Task statement |
Reproduce only the part of the material that opens with the line containing "Return the outline of every instance of the calm" and closes with the line containing "M0 165L83 158L82", renaming "calm water" to "still water" and changing nothing else.

Data for this task |

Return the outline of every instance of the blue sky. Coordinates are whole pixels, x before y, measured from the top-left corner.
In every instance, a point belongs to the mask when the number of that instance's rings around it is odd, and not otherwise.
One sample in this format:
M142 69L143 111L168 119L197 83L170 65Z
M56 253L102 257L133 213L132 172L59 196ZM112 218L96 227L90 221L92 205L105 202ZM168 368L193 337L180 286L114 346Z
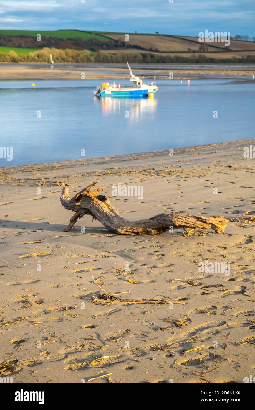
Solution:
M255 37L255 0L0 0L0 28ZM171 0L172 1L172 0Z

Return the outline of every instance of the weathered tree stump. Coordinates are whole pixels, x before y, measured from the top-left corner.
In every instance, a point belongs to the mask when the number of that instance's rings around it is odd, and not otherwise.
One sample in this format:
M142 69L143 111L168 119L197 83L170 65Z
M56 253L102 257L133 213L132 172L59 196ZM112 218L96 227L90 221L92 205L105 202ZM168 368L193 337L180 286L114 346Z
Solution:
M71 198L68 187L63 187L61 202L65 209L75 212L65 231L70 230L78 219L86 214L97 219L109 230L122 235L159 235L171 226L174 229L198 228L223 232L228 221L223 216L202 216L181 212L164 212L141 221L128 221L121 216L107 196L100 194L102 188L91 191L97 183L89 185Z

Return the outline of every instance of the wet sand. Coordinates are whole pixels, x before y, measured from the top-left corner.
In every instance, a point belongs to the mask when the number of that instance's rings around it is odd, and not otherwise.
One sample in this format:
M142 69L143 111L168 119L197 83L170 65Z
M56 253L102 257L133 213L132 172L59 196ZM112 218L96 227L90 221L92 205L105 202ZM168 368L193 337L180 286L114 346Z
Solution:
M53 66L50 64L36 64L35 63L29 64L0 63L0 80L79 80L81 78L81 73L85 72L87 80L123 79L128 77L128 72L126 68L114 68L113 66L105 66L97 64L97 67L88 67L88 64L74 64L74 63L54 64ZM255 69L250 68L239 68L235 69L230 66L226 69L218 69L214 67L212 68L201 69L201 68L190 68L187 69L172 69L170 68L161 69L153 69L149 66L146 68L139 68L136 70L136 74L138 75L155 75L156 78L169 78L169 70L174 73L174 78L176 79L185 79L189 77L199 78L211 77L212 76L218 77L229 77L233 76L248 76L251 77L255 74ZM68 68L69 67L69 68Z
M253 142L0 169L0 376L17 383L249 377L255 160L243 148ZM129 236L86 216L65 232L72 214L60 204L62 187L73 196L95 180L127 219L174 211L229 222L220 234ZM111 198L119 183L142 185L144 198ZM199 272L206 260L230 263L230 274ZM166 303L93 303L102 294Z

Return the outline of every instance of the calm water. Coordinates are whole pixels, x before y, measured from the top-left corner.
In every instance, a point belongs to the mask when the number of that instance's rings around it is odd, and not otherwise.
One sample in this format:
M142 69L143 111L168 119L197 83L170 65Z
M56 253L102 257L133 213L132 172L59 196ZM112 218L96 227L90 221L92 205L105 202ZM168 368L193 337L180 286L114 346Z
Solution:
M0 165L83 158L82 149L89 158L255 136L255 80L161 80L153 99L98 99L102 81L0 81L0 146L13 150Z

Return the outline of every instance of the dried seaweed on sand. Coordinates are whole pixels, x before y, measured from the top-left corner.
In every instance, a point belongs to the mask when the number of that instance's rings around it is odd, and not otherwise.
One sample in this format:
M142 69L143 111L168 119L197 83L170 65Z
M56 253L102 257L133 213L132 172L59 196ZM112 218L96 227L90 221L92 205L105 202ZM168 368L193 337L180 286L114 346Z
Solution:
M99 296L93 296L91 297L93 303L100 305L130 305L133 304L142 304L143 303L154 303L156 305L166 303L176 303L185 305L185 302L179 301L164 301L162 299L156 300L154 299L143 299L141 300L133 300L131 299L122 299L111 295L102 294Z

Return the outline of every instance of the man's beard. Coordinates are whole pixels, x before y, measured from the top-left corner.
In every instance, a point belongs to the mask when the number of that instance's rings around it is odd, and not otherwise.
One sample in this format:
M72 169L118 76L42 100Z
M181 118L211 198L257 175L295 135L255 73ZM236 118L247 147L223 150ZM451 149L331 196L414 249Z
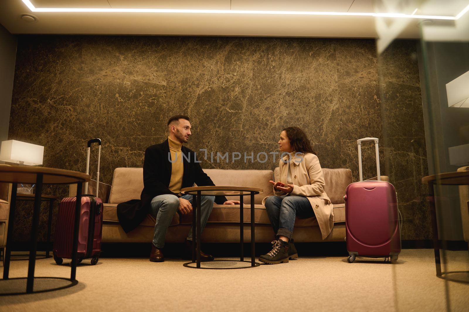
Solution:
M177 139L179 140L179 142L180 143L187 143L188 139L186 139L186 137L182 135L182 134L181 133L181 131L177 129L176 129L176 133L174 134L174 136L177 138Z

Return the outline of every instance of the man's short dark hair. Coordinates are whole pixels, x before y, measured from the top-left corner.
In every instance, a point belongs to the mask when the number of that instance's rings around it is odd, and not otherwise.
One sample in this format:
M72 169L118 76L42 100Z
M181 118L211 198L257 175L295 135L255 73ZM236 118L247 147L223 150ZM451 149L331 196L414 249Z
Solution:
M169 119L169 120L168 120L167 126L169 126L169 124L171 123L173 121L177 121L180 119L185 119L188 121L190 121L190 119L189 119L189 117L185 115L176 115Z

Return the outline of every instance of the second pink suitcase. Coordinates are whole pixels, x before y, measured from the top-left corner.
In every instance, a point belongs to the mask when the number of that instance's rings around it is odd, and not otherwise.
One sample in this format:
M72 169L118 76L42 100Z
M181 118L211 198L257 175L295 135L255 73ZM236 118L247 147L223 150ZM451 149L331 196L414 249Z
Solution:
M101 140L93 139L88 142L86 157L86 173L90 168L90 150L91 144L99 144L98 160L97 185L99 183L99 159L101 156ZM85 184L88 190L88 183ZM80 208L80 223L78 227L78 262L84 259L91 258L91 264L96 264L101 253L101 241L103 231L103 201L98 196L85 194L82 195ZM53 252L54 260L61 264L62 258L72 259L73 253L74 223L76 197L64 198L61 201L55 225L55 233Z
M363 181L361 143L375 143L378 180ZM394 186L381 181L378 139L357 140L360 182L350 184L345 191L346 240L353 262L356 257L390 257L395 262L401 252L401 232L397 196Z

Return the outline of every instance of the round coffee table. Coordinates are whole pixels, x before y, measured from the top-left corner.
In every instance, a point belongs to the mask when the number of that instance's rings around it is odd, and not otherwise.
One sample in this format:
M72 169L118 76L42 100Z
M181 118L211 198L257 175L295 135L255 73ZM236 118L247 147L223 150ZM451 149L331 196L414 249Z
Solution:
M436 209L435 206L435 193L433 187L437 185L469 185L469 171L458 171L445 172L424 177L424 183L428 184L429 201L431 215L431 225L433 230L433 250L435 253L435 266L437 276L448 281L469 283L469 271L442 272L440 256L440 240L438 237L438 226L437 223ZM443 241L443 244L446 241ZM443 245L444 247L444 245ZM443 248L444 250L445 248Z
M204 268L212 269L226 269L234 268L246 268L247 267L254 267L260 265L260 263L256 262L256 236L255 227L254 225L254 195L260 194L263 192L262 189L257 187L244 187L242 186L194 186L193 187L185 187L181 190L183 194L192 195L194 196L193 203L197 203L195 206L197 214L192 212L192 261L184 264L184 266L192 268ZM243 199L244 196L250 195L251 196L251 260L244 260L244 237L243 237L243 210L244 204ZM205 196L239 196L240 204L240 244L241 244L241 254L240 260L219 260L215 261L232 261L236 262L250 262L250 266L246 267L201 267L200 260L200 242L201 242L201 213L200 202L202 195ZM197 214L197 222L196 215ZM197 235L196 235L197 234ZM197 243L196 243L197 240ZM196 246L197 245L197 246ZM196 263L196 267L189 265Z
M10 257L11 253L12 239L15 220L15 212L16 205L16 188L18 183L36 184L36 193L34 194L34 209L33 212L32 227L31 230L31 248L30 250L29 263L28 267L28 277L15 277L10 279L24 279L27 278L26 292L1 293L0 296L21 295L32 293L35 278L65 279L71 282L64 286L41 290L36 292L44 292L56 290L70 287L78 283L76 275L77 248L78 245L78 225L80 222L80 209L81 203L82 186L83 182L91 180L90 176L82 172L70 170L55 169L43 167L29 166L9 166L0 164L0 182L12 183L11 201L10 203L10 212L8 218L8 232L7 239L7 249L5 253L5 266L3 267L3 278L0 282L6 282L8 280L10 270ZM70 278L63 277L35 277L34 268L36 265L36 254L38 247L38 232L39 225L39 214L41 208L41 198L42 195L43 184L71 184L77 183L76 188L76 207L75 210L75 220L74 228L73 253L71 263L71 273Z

Exercise solution |
Return the outline of every instance of the still water. Coordinates are whole pixels, x before y, measured from the top-left corner.
In every instance, a point belongs to the mask when the number of that instance's rings around it is odd, and not otherwise.
One sample in this format:
M142 69L143 111L168 119L197 83L170 65Z
M56 253L102 257L133 213L132 172L59 196ZM112 218L96 227L90 221L92 205L105 202ZM168 368L193 337L180 286L114 346Z
Solution:
M0 165L83 158L82 149L89 158L255 136L255 80L161 80L153 99L98 99L102 81L0 81L0 146L13 150Z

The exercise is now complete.